### GOAL OF THE EXERCISE
Output exactly the lines from the line with "of the printed" through the end of the records below. Include nothing else.

[Data entries]

....................

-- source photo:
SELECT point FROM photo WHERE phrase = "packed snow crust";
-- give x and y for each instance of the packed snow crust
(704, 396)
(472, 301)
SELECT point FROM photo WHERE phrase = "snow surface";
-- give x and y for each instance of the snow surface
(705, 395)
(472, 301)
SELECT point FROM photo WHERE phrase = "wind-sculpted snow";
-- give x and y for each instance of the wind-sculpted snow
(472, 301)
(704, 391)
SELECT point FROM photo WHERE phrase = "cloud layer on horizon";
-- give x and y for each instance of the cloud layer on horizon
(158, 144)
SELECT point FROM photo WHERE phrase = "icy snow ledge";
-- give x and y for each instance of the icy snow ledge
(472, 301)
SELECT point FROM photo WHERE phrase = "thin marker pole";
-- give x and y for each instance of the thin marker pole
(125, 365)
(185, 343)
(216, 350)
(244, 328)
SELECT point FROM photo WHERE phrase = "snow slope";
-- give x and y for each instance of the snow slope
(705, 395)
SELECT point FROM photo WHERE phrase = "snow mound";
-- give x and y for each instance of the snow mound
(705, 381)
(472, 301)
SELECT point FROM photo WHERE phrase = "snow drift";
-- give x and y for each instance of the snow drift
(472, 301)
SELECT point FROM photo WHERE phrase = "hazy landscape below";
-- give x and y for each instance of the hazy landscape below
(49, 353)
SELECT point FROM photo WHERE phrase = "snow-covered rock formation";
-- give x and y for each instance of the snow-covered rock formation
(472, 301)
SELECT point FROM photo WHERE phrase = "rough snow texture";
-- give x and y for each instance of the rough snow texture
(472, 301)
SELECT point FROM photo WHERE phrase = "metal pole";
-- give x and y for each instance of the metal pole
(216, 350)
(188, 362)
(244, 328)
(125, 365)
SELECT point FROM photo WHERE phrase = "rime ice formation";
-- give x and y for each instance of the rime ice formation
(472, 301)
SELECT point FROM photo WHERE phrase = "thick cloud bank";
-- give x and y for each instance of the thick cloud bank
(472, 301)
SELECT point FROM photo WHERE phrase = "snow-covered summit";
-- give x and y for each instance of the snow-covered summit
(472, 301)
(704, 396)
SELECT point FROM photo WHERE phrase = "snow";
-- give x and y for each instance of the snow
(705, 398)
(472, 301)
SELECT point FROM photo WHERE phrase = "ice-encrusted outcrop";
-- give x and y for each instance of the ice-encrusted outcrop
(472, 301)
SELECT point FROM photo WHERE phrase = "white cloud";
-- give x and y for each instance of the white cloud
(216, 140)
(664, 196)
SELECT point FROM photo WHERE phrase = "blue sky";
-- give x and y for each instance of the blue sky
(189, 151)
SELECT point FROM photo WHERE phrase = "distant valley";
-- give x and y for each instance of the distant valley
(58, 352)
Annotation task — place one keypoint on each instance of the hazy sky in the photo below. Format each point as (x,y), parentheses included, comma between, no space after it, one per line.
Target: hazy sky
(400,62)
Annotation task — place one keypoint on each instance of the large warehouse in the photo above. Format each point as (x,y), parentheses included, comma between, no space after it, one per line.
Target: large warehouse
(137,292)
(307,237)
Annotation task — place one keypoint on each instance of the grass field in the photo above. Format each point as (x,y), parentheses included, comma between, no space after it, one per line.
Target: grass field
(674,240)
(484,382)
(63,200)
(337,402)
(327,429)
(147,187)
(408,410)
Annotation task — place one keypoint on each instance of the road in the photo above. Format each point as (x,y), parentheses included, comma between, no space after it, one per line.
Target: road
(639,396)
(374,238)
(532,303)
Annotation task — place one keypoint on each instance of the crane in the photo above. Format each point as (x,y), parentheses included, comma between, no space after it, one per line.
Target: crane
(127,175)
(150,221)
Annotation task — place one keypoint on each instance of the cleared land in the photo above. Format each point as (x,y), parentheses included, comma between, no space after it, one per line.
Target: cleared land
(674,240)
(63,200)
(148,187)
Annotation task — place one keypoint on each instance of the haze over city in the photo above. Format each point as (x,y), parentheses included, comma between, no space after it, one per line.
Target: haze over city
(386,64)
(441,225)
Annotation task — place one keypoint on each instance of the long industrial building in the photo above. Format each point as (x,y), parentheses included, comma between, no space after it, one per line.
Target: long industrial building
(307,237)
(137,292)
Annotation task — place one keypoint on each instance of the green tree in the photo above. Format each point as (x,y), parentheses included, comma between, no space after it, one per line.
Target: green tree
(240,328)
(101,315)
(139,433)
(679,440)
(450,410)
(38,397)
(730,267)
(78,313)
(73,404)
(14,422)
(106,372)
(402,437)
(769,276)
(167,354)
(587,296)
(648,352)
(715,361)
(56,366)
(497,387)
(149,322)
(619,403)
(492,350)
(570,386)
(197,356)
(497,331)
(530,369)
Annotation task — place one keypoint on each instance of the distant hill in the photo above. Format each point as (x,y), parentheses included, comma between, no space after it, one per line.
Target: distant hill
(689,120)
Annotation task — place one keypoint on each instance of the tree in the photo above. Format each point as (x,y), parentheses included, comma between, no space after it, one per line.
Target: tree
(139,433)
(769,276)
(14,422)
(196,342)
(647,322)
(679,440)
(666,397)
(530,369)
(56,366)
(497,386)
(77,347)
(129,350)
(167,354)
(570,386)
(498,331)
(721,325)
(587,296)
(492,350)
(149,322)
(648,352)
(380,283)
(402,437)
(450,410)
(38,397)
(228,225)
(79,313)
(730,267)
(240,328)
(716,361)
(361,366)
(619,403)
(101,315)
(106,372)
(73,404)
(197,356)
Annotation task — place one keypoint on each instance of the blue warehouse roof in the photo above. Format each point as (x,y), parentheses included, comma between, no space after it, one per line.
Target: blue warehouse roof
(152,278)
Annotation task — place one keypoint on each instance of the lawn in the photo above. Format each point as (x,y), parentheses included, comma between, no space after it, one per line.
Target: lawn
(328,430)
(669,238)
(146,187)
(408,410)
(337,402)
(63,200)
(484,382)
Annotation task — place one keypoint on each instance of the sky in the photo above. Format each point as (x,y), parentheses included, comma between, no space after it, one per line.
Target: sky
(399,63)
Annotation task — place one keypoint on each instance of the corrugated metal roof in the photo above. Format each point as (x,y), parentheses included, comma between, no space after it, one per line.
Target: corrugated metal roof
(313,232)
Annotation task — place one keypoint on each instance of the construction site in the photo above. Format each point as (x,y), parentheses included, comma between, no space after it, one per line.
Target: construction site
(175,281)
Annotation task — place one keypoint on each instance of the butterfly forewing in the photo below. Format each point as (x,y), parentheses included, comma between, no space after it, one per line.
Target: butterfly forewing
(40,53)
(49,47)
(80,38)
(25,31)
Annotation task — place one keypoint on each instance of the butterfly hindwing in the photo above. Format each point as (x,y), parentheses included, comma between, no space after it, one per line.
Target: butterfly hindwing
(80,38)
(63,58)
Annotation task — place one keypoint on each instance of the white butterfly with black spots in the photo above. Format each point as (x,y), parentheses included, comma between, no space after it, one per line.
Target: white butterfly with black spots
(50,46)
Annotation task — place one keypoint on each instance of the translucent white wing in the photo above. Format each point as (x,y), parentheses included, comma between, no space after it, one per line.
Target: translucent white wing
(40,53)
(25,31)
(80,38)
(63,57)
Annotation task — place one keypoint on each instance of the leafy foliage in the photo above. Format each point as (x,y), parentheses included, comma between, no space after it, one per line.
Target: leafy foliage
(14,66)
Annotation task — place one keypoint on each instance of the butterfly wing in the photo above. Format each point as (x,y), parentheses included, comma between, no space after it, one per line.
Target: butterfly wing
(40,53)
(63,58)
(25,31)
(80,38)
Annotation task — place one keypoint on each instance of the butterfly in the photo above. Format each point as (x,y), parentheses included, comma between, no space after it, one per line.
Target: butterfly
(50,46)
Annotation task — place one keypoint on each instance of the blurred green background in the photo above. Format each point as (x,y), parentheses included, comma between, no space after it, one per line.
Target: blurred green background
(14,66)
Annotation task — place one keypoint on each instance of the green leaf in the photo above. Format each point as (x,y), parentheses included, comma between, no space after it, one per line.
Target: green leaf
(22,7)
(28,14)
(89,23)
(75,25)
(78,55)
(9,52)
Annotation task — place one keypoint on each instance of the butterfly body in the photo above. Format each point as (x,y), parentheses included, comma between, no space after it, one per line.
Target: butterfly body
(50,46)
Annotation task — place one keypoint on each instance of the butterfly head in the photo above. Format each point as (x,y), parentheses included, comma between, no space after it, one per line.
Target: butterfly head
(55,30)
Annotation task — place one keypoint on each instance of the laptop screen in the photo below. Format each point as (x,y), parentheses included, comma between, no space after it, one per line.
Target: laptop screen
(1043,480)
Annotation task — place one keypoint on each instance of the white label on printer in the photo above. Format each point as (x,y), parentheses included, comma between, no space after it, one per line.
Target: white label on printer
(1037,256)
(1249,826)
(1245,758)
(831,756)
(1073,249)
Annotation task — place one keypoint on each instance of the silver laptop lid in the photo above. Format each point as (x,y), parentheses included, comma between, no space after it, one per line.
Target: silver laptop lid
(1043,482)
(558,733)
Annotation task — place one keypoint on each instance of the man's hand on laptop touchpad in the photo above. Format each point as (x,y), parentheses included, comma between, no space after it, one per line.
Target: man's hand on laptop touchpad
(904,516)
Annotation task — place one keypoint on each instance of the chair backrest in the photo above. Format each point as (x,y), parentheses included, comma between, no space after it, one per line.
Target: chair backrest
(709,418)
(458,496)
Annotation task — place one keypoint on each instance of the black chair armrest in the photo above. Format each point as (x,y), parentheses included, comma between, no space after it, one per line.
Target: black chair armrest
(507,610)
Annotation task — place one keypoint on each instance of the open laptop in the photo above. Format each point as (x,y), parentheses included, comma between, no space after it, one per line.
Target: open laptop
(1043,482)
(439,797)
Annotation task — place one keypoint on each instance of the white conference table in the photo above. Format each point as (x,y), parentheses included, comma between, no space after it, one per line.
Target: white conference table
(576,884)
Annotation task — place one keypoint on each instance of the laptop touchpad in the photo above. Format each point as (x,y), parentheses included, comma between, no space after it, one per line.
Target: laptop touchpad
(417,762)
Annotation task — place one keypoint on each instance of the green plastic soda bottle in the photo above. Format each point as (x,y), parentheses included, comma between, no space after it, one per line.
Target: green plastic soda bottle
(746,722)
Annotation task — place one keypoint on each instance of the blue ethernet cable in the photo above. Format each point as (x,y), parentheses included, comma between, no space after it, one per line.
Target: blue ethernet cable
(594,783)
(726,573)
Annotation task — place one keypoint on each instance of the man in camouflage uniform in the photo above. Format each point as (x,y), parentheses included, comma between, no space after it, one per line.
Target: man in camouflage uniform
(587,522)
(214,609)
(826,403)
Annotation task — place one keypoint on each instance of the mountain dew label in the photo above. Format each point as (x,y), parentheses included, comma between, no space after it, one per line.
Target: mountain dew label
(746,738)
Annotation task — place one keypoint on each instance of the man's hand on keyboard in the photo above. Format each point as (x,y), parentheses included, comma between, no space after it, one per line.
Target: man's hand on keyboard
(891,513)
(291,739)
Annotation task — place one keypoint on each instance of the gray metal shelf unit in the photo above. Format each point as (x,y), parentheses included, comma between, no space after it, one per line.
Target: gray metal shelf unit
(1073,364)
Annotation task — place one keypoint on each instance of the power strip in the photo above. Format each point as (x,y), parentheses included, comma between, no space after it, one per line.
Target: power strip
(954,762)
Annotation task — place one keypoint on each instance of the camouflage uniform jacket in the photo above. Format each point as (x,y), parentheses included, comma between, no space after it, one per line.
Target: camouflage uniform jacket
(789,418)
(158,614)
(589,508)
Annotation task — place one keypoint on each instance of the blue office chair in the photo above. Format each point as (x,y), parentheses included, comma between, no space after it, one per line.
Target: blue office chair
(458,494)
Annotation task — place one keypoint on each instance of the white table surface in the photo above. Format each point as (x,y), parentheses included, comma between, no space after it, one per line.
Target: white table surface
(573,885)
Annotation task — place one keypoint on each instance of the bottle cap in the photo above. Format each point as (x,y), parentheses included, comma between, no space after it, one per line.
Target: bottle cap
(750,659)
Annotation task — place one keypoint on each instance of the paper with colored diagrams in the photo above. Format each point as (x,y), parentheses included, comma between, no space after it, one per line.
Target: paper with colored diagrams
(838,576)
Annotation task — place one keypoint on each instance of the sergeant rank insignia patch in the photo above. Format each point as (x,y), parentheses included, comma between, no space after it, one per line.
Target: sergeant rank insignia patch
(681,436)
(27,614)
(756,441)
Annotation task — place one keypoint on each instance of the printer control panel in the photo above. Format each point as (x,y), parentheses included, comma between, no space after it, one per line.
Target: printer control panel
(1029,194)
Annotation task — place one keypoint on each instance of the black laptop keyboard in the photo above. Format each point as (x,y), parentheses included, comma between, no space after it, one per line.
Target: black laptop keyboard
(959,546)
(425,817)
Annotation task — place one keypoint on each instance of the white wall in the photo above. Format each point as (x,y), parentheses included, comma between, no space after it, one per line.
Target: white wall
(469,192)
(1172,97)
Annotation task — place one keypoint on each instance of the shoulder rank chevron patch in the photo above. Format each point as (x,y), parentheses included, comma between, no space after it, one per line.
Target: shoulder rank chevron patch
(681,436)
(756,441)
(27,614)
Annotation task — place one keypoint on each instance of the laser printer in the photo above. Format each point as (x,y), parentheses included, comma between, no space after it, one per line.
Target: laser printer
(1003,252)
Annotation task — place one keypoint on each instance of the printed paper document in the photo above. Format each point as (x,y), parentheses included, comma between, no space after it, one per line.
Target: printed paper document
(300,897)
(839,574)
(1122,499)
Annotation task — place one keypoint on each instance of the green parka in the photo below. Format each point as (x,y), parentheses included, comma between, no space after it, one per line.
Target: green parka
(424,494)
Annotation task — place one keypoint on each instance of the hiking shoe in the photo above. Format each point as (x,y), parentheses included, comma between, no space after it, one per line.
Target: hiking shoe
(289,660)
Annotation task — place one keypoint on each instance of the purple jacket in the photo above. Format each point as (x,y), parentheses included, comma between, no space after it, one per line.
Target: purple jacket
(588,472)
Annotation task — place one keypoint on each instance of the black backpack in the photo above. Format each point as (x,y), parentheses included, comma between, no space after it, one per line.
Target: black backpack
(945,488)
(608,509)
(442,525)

....................

### CORRECT OUTPUT
Annotation task — place one keypoint on each instance of the printed paper document in the photo above. Format each point as (x,y), parentheses included, comma between, no space after it, one per line.
Target: printed paper document
(300,897)
(839,574)
(1122,499)
Annotation task — place one keypoint on each instance of the green parka in the photo below. Format each point as (x,y), parentheses included, comma between, no space after it, one per line.
Target: green parka
(424,494)
Annotation task — place one keypoint on each instance of the hiking shoe in the photo above. Format each point as (x,y), parentheses included, comma between, no space after it, one per line.
Target: hiking shoe
(289,660)
Annotation task — place one keypoint on each instance of the purple jacket in the photo above. Format each point as (x,y), parentheses included, comma between, no space after it, one per line.
Target: purple jacket
(588,472)
Annotation task — place one keypoint on each instance of the black backpack in the photo above. Format each point as (x,y), parentheses included, comma between, no space after it, one per line.
Target: black backpack
(945,488)
(608,509)
(442,525)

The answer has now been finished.